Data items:
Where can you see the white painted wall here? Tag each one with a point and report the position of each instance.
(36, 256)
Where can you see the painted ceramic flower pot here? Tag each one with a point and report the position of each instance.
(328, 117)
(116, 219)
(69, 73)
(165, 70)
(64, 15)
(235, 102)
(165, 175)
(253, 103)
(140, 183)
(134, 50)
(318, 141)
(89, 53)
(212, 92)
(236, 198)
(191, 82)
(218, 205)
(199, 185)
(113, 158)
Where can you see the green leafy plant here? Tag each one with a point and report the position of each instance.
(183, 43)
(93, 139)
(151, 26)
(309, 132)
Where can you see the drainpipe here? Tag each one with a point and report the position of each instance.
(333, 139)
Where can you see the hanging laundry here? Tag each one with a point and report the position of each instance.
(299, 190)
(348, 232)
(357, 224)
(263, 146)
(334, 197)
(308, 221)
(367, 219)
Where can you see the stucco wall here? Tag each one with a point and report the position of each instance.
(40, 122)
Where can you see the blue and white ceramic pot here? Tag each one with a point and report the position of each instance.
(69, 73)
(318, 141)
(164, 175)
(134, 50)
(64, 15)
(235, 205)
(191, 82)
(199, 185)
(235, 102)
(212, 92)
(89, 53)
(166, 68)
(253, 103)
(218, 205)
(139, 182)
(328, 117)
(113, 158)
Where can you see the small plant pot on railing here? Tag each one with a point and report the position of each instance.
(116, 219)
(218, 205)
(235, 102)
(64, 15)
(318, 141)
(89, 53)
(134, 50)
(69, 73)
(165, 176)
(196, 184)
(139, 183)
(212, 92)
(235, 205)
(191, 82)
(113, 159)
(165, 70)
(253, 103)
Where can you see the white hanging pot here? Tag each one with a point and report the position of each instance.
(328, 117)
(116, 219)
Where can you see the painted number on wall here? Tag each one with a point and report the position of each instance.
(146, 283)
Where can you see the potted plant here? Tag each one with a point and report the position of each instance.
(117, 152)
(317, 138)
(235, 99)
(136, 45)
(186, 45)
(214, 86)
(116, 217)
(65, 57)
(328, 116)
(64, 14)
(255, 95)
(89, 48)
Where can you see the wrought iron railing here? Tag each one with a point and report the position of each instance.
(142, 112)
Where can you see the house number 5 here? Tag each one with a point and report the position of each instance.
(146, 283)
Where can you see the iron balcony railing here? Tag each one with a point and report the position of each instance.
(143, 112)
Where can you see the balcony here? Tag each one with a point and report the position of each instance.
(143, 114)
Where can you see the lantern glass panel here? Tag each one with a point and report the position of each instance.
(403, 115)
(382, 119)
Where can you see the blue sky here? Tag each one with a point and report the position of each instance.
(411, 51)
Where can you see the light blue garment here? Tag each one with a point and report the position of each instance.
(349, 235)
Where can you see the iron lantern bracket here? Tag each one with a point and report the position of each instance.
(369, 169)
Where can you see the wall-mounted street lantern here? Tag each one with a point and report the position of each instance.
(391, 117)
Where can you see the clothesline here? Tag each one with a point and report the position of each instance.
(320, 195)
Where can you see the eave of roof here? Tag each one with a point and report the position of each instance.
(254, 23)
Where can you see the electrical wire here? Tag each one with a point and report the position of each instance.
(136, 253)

Task to carry out →
Lines before the one containing "Where can you see the light" are to be left out; that line and every line after it through the end of the data should be copied exactly.

Result →
Where can you see the light blue garment here? Tag each one with a point and report the position of each instance.
(349, 235)
Where can you see the iron lantern bracket here? Tag each one with a point and report the position of each instance.
(369, 169)
Where can you see the wall-mounted street lantern here? Tag each one with a point and report the position of each instance.
(391, 117)
Where can you see the clothesline here? Tag each one with a point and report the position of each instance.
(320, 195)
Where can you see the eave of roof here? Tag each one with a point and report the position of each instance.
(254, 23)
Where can you see the electrical wire here? Tag each one with a point and report the position of each instance.
(136, 253)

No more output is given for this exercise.